___ Record excerpts
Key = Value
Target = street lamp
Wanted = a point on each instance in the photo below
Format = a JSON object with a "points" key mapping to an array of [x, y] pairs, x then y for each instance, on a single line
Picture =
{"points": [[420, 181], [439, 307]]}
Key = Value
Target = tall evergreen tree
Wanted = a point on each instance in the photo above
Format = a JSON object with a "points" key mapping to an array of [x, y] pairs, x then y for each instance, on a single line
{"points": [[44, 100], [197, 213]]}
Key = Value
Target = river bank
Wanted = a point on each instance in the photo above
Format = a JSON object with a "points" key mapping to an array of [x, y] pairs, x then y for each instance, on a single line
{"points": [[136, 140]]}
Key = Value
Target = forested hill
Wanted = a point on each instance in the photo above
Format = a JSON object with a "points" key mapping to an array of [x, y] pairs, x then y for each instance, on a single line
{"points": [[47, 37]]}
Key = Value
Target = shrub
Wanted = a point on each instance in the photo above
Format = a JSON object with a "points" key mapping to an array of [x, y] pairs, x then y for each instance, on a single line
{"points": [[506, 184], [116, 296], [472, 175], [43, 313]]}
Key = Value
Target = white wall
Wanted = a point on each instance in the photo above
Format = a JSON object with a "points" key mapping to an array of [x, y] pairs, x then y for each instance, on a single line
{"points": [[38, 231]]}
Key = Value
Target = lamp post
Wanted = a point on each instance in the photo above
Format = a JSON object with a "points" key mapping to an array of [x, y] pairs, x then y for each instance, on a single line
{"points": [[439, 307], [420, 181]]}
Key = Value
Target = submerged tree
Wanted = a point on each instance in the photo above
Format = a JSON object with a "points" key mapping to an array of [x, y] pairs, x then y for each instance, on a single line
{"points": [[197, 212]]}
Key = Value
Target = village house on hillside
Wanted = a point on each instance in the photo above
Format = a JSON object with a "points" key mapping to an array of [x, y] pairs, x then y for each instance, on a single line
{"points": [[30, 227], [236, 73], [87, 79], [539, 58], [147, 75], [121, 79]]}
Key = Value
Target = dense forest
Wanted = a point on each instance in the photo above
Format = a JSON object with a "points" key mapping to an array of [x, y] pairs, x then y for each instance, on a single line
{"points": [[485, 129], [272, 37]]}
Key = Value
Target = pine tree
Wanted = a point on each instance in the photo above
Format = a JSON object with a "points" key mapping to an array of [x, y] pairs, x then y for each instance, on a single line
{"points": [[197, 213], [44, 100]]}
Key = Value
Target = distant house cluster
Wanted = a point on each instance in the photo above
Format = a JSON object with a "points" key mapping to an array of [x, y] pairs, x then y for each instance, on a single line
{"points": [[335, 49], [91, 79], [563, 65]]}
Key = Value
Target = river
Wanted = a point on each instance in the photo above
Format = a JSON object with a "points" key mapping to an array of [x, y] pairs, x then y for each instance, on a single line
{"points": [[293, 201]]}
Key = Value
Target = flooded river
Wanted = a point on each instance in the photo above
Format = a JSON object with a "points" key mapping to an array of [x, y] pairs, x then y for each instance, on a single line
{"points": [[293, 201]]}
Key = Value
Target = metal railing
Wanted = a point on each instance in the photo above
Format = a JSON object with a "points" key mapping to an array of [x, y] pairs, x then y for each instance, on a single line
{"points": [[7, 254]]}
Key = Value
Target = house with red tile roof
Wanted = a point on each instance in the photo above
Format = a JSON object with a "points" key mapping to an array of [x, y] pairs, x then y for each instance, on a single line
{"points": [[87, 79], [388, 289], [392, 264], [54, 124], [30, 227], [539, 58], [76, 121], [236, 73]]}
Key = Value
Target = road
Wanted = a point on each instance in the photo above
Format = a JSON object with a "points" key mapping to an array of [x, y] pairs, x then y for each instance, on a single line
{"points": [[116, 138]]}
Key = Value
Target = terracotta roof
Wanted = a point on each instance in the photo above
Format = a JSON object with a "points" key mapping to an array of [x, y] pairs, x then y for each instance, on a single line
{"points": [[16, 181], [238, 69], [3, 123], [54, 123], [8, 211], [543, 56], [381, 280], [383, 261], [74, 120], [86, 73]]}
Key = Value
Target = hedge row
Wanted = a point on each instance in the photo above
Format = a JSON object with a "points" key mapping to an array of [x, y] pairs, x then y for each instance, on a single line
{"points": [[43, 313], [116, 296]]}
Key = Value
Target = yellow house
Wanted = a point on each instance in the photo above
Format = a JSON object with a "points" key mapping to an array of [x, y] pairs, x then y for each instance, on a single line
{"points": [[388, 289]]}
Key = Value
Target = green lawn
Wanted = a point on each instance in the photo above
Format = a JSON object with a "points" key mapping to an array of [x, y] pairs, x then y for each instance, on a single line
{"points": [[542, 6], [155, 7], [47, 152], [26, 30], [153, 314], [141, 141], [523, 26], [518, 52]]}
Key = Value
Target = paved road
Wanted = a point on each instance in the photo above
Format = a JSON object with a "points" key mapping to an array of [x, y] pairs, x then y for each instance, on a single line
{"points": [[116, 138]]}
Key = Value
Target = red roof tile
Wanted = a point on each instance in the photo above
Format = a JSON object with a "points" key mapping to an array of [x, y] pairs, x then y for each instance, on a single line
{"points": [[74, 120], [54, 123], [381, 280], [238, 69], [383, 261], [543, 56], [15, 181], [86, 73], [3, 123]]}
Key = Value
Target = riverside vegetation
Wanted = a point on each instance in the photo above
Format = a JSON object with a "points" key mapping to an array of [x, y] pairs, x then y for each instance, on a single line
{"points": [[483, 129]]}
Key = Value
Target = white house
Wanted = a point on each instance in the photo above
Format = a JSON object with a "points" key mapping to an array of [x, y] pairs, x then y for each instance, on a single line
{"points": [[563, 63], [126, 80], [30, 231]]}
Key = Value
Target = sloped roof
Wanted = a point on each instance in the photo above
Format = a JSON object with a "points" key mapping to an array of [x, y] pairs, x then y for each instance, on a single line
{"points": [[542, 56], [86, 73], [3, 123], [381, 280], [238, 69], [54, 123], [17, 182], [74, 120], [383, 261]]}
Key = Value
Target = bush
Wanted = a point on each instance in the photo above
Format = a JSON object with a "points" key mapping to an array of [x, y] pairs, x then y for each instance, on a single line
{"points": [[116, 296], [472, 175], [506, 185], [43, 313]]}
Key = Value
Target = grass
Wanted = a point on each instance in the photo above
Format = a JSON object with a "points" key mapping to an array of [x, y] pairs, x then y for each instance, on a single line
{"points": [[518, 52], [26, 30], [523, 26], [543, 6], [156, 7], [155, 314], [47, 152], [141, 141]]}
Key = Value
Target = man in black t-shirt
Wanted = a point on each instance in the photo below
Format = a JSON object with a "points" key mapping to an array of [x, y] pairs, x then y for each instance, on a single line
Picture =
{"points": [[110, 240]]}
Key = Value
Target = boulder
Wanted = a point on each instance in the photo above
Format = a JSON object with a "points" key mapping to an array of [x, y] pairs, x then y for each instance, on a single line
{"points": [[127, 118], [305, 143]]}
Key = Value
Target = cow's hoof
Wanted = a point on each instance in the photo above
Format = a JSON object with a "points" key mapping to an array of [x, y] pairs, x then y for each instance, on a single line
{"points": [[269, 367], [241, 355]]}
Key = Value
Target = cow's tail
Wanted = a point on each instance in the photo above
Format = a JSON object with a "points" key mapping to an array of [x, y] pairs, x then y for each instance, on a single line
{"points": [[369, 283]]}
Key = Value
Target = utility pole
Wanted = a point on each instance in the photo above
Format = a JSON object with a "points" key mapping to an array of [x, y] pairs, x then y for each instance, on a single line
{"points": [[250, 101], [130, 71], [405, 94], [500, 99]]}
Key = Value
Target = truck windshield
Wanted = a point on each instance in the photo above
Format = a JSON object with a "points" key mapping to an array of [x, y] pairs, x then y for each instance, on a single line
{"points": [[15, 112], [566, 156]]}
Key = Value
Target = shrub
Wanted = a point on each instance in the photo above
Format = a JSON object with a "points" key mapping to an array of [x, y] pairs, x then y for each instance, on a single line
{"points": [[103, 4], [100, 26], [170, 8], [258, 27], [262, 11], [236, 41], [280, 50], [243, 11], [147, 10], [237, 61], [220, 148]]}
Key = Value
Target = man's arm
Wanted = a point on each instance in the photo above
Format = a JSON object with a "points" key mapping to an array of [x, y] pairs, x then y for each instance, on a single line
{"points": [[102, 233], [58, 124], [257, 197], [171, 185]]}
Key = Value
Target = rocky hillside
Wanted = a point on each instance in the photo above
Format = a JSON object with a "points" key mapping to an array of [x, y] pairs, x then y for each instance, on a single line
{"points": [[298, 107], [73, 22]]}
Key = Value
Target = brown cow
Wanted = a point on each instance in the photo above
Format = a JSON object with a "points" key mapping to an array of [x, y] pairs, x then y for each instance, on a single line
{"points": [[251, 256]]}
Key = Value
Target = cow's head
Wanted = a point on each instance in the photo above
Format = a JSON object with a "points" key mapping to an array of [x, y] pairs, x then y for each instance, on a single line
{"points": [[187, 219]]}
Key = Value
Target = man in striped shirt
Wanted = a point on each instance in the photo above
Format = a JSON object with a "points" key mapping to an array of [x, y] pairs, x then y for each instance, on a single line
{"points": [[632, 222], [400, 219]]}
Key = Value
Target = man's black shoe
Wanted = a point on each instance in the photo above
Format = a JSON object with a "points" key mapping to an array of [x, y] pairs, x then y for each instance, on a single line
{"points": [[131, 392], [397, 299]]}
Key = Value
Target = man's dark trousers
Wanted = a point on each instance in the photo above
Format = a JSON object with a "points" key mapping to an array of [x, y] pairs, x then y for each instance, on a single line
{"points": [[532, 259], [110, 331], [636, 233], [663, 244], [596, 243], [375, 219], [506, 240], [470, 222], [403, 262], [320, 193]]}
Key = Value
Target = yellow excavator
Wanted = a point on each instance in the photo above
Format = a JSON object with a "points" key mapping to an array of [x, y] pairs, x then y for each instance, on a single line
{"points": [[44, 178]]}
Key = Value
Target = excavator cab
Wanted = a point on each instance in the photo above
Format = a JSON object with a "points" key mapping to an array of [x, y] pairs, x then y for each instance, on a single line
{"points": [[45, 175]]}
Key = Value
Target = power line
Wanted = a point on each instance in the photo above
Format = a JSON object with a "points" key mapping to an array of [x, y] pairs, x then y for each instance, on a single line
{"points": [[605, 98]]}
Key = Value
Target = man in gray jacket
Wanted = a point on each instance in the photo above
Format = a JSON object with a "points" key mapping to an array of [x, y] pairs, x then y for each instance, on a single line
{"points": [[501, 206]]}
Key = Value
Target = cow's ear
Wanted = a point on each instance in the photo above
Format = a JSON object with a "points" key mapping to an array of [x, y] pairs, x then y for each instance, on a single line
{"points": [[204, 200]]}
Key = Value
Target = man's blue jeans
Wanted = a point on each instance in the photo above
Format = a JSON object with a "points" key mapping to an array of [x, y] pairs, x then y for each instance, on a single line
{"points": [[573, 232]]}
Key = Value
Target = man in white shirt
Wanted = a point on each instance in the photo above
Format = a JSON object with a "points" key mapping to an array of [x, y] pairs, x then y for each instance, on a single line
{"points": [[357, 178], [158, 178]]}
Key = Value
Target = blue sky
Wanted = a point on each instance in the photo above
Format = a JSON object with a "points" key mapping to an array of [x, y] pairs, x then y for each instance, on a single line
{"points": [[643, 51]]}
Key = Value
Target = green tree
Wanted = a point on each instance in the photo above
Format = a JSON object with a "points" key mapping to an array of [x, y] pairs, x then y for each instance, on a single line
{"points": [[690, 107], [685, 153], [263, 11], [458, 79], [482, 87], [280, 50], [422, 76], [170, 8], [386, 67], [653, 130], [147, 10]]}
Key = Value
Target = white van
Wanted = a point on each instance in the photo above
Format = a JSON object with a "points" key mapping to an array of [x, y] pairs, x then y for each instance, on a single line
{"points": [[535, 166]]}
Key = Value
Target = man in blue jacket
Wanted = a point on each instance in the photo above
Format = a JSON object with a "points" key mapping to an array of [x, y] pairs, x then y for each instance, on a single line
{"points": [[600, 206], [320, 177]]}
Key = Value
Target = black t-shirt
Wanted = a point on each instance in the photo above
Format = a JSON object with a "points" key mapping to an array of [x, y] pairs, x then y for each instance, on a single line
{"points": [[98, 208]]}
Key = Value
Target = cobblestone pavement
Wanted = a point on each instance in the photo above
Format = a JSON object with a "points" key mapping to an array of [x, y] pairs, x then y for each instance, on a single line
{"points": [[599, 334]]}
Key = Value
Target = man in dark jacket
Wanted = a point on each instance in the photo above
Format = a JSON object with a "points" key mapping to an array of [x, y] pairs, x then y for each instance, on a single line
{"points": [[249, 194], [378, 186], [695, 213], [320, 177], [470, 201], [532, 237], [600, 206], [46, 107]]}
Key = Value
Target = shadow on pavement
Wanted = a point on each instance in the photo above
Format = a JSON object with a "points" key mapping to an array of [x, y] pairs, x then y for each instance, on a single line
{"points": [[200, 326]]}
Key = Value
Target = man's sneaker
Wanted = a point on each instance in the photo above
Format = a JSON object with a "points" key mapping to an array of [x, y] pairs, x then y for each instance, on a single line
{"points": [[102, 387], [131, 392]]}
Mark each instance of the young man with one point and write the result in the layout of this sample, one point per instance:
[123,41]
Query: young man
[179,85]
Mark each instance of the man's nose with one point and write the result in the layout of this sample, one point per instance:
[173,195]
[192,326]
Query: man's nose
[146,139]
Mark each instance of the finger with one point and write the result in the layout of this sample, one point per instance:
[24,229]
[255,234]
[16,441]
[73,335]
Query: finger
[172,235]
______
> _Problem requirements_:
Nothing but the lines from the one with "Mark each instance of the young" through the last line should be repeated, each exactly as it stands.

> _Output of the task_:
Mark each instance of the young man with one point and write the result in the layout of this sample, one point per instance:
[123,41]
Query: young man
[179,85]
Mark each instance of the man's nose with one point and write the result in the layout of this sample, one point per instance:
[173,195]
[192,326]
Query: man's nose
[146,139]
Mark each instance of the finger with one point and write the result in the layout of this sample, one point per instance:
[24,229]
[255,234]
[16,441]
[73,335]
Query: finger
[172,235]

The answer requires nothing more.